» **Information**
----------------------------------------
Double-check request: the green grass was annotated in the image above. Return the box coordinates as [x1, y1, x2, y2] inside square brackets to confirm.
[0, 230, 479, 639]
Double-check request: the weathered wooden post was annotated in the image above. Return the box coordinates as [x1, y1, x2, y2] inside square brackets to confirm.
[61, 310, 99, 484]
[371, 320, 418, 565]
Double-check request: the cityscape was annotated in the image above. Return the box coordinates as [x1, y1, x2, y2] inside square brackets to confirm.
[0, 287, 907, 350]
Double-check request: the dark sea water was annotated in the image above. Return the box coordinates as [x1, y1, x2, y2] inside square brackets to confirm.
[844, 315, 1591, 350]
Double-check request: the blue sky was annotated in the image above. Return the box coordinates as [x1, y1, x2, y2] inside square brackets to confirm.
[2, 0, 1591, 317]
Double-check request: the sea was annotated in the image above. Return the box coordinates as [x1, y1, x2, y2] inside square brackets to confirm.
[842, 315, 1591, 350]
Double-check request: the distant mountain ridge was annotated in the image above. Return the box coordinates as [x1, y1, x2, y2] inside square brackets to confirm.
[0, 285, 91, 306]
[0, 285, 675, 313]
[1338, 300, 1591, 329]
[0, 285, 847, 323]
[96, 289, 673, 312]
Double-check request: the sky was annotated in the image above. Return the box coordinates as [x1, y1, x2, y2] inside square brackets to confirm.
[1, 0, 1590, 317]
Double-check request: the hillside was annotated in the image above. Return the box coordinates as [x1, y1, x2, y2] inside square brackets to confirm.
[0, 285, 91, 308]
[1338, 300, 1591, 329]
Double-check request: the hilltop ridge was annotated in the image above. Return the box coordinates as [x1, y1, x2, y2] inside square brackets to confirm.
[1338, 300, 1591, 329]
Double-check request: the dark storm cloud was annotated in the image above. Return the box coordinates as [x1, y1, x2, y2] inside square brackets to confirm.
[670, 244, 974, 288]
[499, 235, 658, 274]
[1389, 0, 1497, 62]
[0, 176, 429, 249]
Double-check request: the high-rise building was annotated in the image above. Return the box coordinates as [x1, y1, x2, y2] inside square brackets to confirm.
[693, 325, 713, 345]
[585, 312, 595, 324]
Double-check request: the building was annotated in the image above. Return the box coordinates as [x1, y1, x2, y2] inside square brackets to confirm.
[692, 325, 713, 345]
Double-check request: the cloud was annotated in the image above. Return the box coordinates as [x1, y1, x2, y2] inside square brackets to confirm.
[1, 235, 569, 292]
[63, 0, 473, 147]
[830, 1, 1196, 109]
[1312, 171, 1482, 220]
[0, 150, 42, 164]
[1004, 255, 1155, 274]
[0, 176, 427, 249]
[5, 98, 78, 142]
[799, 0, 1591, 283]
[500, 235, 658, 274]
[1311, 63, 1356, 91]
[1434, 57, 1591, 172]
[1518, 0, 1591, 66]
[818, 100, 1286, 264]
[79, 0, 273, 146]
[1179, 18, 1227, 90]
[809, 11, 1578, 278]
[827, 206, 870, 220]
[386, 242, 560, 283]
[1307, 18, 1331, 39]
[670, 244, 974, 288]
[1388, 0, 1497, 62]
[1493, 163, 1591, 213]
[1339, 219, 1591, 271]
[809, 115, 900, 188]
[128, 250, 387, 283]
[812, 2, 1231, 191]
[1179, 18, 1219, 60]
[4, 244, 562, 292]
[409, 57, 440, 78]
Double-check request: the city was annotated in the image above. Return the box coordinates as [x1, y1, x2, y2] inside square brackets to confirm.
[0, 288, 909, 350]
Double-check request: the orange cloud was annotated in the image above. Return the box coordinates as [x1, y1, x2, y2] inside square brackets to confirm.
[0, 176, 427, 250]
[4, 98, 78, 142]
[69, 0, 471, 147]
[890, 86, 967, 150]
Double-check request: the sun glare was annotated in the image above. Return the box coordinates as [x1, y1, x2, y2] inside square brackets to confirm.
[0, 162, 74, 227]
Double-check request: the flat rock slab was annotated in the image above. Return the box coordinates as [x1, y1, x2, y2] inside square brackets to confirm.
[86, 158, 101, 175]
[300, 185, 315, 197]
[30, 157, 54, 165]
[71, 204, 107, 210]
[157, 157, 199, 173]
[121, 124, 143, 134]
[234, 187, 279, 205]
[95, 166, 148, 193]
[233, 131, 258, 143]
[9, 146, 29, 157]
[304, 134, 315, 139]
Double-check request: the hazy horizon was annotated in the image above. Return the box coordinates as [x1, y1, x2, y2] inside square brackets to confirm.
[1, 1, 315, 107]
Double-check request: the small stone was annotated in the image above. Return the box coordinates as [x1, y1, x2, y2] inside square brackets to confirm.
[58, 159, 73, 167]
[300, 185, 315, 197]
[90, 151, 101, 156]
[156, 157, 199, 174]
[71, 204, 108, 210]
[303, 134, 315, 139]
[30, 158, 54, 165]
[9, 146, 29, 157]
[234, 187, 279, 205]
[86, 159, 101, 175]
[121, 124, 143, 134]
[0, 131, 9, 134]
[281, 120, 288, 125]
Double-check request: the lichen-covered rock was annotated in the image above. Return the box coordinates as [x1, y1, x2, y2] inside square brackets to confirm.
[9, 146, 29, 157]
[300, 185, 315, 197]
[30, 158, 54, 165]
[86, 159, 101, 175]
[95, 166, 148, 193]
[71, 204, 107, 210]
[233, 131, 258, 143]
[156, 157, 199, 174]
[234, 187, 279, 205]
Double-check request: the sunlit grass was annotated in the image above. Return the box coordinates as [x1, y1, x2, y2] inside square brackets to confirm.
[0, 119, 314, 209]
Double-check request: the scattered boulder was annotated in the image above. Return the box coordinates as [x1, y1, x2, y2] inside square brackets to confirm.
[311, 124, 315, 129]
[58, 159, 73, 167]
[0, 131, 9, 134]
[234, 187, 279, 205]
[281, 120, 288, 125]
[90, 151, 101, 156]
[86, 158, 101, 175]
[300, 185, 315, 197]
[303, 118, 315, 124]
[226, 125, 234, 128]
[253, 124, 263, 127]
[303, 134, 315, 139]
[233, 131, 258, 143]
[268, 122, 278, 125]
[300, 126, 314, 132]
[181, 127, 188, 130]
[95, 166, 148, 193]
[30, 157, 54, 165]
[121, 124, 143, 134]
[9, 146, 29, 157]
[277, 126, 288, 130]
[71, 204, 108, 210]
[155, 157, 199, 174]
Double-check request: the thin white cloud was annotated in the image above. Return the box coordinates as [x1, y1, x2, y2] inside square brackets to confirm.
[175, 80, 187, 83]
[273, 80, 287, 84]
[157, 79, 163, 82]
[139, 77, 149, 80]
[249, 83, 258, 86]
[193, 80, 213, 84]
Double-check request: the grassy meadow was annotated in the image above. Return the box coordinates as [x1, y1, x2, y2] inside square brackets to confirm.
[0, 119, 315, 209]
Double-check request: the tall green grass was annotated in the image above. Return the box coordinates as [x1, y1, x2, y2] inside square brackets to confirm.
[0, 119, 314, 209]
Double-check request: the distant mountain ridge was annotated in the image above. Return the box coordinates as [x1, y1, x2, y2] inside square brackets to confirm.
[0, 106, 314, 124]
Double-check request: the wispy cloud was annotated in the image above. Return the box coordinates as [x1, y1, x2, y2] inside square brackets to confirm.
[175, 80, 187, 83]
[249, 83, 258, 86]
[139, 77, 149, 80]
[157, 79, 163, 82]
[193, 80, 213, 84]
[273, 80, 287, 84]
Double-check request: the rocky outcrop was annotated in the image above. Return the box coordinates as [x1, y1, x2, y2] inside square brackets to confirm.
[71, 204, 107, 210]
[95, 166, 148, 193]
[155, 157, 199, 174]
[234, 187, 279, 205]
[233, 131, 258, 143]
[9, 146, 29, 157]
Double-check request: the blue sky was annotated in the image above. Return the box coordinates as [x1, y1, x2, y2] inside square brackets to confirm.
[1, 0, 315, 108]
----------------------------------------
» **Exercise description**
Retype all the data exactly, line for line.

» **Solution to this task**
Double-check request: the green grass was annotated in the image above. Return the box coordinates as [x1, y1, x2, y2] inside square brackets to confirm.
[0, 230, 479, 639]
Double-check request: the weathered wooden post was annotated in the image above. Return the box coordinates as [x1, y1, x2, y2] inside square brackets to confirm.
[61, 310, 99, 484]
[371, 320, 418, 565]
Double-check request: the cityscape was annotated in the image above. Return the box coordinates as [x1, y1, x2, y2] inside square brackets to confirm.
[0, 287, 907, 350]
Double-check request: the dark sea water was annotated in the image above. Return the box coordinates as [x1, y1, x2, y2] inside square brackets to confirm.
[844, 315, 1591, 350]
Double-check request: the blue sky was annotated in the image above. Return the box coordinates as [x1, y1, x2, y2] inside square brackets to confirm.
[2, 0, 1591, 317]
Double-check request: the sea was annotated in the image above. Return the box coordinates as [x1, y1, x2, y2] inside square brackets to confirm.
[842, 315, 1591, 350]
Double-check request: the distant mountain ridge was annotated in the image above. Return the box coordinates as [x1, y1, x2, y2] inside square brackets to confirm.
[0, 285, 91, 306]
[0, 285, 675, 313]
[1338, 300, 1591, 329]
[0, 285, 847, 323]
[96, 289, 673, 312]
Double-check request: the sky was annotated in the image above. Return the box coordinates as [x1, y1, x2, y2] inside square brackets to confirm.
[1, 0, 1590, 317]
Double-check request: the hillside was annotated in the image above. Return the box coordinates as [x1, y1, x2, y2] inside square brackets to confirm.
[0, 285, 91, 308]
[1338, 300, 1591, 329]
Double-check request: the hilltop ridge was annotated in the image above. Return the box coordinates as [x1, y1, x2, y2] inside square brackets to confirm.
[1338, 300, 1591, 329]
Double-check request: the dark storm cloud was annotated in the image above. Return the box coordinates as [x1, y1, x2, y2] inside square brackets to confirm.
[670, 244, 974, 288]
[499, 235, 658, 274]
[1389, 0, 1497, 62]
[0, 176, 429, 249]
Double-check request: the high-rise building was annotated in the image above. Return the box coordinates as [x1, y1, x2, y2] inside square brackets to confirm.
[693, 325, 713, 345]
[585, 312, 595, 324]
Double-check request: the building was annotated in the image above. Return the box coordinates as [x1, y1, x2, y2] inside square brackets to confirm.
[692, 325, 713, 345]
Double-check request: the cloud was annotated in the image above. Return the box coordinates as [x1, y1, x2, y2] inside square brackets to confirm.
[1, 235, 569, 292]
[63, 0, 473, 147]
[830, 1, 1196, 109]
[1312, 171, 1482, 220]
[0, 150, 42, 164]
[1004, 255, 1155, 274]
[0, 176, 427, 249]
[5, 98, 78, 142]
[799, 0, 1591, 283]
[500, 235, 658, 274]
[1311, 63, 1356, 91]
[1434, 57, 1591, 172]
[1518, 0, 1591, 66]
[818, 100, 1286, 264]
[79, 0, 273, 146]
[1179, 18, 1227, 90]
[809, 11, 1578, 278]
[827, 206, 870, 220]
[386, 242, 560, 283]
[1307, 18, 1331, 39]
[670, 244, 974, 288]
[1388, 0, 1497, 62]
[1493, 163, 1591, 213]
[1339, 219, 1591, 271]
[809, 115, 900, 188]
[128, 250, 387, 283]
[812, 2, 1231, 191]
[1179, 18, 1219, 60]
[4, 244, 562, 292]
[409, 57, 440, 78]
Double-check request: the city was annotated in the image above. Return the box coordinates as [x1, y1, x2, y2] inside square brackets to confirm.
[0, 288, 909, 350]
Double-check request: the orange cloud was annotated in the image above. Return the box coordinates as [x1, y1, x2, y2] inside square brackets to confirm.
[0, 176, 427, 250]
[4, 98, 78, 142]
[69, 0, 471, 147]
[890, 86, 967, 150]
Double-check request: the sun glare was annotated in the image above. Return the box coordinates as [x1, y1, x2, y2] inside square brackets to confirm.
[0, 162, 74, 227]
Double-check request: the flat rock slab was annotated in the image above. Return the box coordinates as [x1, y1, x2, y2] inside square brackets to confirm.
[86, 158, 101, 175]
[300, 185, 315, 197]
[30, 157, 54, 165]
[71, 204, 107, 210]
[157, 157, 199, 173]
[121, 124, 143, 134]
[234, 187, 279, 205]
[95, 166, 148, 193]
[233, 131, 258, 143]
[9, 146, 29, 157]
[304, 134, 315, 139]
Double-check request: the hazy horizon was annotated in the image above. Return the box coordinates as [x1, y1, x2, y2] inside square brackets to confirm.
[1, 1, 315, 107]
Double-check request: the small stone was annotated in the image above. Return the box coordinates as [x1, y1, x2, y2] inside square brackets to confirm.
[58, 159, 73, 167]
[300, 185, 315, 197]
[90, 151, 101, 156]
[156, 157, 199, 174]
[71, 204, 108, 210]
[303, 134, 315, 139]
[30, 158, 54, 165]
[9, 146, 29, 157]
[234, 187, 279, 205]
[86, 159, 101, 175]
[121, 124, 143, 134]
[0, 131, 9, 134]
[281, 120, 288, 125]
Double-check request: the lichen-covered rock was annotated in the image above. Return the box coordinates as [x1, y1, x2, y2] inside square brackets to confirm.
[9, 146, 29, 157]
[300, 185, 315, 197]
[30, 158, 54, 165]
[86, 159, 101, 175]
[95, 166, 148, 193]
[71, 204, 107, 210]
[233, 131, 258, 143]
[156, 157, 199, 174]
[234, 187, 279, 205]
Double-check request: the sunlit grass was annotated in the image above. Return the box coordinates as [x1, y1, x2, y2] inside square brackets to confirm.
[0, 119, 314, 209]
Double-check request: the scattered boulder was annotated in the image above. Return the box coordinates as [x1, y1, x2, y2] inside square brackets to confirm.
[311, 124, 315, 129]
[58, 159, 73, 167]
[0, 131, 9, 134]
[234, 187, 279, 205]
[281, 120, 288, 125]
[90, 151, 101, 156]
[86, 158, 101, 175]
[300, 185, 315, 197]
[303, 118, 315, 124]
[226, 125, 234, 128]
[253, 124, 263, 127]
[303, 134, 315, 139]
[233, 131, 258, 143]
[268, 122, 278, 125]
[300, 126, 314, 132]
[181, 127, 188, 130]
[95, 166, 148, 193]
[30, 157, 54, 165]
[121, 124, 143, 134]
[9, 146, 29, 157]
[277, 126, 288, 130]
[71, 204, 108, 210]
[155, 157, 199, 174]
Double-check request: the thin white cloud was annotated in the image above. Return the box coordinates as [x1, y1, x2, y2] inside square brackets to confirm.
[175, 80, 187, 83]
[273, 80, 287, 84]
[157, 79, 163, 82]
[139, 77, 149, 80]
[249, 83, 258, 86]
[193, 80, 213, 84]
Double-check request: the grassy meadow was annotated in the image above. Return the box coordinates as [x1, y1, x2, y2] inside square brackets to confirm.
[0, 119, 315, 209]
Double-check request: the tall green grass was annotated in the image above. Return the box coordinates as [x1, y1, x2, y2] inside square brackets to confirm.
[0, 119, 314, 209]
Double-check request: the distant mountain ridge was annotated in the image above. Return the box coordinates as [x1, y1, x2, y2] inside square brackets to confirm.
[0, 106, 314, 124]
Double-check request: the wispy cloud was annotated in the image above. Return the box coordinates as [x1, y1, x2, y2] inside square brackets to confirm.
[175, 80, 187, 83]
[249, 83, 258, 86]
[139, 77, 149, 80]
[157, 79, 163, 82]
[193, 80, 213, 84]
[273, 80, 287, 84]
Double-check request: the rocky outcrop was annotated in the image above. Return the box coordinates as [x1, y1, x2, y2] inside square brackets to confirm.
[71, 204, 107, 210]
[95, 166, 148, 193]
[155, 157, 199, 174]
[234, 187, 279, 205]
[233, 131, 258, 143]
[9, 146, 29, 157]
Double-check request: the blue sky was annotated in the image above. Return the box coordinates as [x1, y1, x2, y2] inside square brackets to confirm.
[1, 0, 315, 108]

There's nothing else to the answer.